# [WORK INSTRUCTION]
Find every line in the records below that contains the string "exact", treating uppercase and lowercase as different, and copy each of those lines.

++++++++++

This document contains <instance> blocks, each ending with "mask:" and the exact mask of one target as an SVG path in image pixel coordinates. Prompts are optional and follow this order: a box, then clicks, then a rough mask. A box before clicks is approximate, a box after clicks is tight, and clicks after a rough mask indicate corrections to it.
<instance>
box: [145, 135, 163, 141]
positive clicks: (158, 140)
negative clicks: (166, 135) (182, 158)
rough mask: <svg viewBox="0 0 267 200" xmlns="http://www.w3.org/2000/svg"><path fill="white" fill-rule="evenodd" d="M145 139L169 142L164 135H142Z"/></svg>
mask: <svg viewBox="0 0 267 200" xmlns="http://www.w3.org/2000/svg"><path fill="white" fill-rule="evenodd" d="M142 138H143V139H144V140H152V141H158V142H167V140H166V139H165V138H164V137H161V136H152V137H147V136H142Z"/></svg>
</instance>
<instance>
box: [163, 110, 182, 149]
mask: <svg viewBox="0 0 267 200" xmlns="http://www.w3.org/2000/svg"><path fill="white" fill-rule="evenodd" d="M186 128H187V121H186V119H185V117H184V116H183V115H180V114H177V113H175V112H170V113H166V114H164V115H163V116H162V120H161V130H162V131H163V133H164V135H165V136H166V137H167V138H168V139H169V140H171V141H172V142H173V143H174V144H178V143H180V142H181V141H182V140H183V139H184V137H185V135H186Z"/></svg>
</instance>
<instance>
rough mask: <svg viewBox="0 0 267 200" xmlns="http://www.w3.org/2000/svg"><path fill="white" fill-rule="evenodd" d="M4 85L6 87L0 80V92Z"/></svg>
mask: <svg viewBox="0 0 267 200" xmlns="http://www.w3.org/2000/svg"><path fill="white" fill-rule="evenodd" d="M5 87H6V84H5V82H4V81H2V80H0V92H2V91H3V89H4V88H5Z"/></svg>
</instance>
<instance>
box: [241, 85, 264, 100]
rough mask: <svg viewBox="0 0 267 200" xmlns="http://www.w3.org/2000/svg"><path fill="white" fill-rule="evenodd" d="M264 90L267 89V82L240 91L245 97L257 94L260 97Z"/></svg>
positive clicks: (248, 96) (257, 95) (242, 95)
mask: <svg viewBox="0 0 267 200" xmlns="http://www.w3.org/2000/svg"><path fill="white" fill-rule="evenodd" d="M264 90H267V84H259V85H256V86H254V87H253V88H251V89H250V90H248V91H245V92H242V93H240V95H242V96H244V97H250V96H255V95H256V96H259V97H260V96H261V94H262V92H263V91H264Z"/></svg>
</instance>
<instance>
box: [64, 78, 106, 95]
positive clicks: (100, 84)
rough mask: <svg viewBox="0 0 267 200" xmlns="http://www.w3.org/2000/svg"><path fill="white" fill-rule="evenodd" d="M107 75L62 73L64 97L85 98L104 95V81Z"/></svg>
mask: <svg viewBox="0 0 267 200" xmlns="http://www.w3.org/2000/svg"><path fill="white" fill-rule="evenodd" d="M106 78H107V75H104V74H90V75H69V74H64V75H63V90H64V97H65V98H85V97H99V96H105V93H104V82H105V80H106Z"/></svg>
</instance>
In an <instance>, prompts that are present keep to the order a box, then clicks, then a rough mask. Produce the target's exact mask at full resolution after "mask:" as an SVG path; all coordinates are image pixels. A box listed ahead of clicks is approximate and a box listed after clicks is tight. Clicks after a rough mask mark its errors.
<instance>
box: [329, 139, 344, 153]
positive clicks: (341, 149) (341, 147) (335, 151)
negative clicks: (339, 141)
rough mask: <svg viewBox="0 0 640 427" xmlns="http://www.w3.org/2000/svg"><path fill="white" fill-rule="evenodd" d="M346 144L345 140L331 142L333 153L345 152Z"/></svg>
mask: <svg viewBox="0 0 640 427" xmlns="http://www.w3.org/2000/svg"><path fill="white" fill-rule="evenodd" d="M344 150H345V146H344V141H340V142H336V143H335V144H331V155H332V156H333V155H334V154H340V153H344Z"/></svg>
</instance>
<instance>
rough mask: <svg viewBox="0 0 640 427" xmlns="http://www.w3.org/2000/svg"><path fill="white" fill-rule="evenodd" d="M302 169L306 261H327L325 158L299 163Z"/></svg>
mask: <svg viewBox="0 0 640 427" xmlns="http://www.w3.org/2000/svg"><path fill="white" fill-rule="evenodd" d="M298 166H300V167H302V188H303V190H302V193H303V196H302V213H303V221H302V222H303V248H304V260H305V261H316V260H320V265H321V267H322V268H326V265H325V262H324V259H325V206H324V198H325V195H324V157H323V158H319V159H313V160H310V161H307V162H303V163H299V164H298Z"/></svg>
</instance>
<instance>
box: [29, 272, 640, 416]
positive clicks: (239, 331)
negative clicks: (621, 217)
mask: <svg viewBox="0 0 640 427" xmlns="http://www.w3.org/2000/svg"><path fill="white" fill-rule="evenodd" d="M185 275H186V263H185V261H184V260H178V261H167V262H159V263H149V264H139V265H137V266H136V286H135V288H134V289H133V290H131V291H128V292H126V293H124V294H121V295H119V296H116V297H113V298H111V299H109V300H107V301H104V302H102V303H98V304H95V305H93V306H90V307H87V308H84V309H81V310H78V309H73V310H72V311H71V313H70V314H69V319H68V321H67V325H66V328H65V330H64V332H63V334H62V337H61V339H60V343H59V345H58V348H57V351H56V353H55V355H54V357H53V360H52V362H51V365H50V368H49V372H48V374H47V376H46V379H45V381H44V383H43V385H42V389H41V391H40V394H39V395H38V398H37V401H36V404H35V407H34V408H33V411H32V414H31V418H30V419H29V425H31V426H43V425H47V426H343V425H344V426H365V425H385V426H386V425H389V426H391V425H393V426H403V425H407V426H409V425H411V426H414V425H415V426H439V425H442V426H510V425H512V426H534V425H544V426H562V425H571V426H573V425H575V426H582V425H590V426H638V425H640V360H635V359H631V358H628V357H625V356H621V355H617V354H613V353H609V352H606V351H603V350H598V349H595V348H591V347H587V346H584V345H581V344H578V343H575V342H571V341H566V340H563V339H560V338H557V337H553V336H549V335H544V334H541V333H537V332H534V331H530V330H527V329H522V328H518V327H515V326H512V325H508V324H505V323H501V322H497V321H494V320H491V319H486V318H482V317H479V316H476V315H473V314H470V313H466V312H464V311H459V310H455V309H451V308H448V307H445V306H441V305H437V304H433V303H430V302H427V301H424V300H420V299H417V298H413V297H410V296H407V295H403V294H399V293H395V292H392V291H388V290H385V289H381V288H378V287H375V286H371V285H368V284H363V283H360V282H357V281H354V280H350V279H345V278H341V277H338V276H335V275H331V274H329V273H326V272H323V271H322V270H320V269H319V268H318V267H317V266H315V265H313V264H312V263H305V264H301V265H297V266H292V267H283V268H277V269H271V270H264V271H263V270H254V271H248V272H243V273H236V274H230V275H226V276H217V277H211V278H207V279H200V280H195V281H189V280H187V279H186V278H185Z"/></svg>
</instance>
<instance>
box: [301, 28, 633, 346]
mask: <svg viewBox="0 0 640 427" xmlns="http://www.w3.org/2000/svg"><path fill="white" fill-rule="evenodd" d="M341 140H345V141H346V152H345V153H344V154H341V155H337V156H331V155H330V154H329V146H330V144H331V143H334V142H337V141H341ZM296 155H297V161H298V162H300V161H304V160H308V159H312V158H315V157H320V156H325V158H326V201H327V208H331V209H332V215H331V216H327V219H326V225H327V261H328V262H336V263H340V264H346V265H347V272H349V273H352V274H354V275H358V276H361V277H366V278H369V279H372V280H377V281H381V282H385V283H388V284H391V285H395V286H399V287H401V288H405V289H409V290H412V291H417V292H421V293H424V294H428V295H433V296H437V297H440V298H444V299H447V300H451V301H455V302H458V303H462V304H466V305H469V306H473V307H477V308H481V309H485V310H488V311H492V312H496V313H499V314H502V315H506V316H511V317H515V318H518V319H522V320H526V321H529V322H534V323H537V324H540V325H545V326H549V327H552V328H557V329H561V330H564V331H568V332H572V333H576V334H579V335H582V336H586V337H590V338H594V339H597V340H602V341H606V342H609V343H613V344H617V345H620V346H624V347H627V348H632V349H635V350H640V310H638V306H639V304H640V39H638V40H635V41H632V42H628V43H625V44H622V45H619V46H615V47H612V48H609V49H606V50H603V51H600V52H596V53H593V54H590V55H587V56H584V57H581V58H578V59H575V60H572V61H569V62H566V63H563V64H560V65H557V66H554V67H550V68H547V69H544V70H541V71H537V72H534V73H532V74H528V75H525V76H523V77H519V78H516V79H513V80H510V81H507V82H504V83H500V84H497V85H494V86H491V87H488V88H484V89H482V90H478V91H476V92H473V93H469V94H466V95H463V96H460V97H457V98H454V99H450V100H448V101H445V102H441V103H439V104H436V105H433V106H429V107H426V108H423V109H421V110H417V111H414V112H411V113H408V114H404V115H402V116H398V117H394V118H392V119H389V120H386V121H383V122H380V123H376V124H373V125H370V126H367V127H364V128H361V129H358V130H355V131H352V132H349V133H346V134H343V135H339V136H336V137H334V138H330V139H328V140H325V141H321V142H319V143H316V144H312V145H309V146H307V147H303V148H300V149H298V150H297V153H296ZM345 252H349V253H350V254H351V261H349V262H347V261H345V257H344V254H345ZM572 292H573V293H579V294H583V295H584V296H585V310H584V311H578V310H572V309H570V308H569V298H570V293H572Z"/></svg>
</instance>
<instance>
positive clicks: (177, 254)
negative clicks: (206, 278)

++++++++++

# [RESULT OF THE EXERCISE]
This document contains <instance> blocks, each ending with "mask:" and the exact mask of one target as an SVG path in image pixel coordinates. Prompts are optional and follow this order: a box, then clicks, then a rough mask. A box before clicks is approximate, a box after clicks is tight, and clicks after a rough mask indicate corrections to it.
In an <instance>, prompts that are present keep to the order a box, then clicks, then a rough mask. Produce the target's exact mask at full resolution after "mask:" as an SVG path; all coordinates are image pixels. A box listed ahead of clicks is approximate and a box listed after clicks is tight. Clicks after a rough mask mark its errors.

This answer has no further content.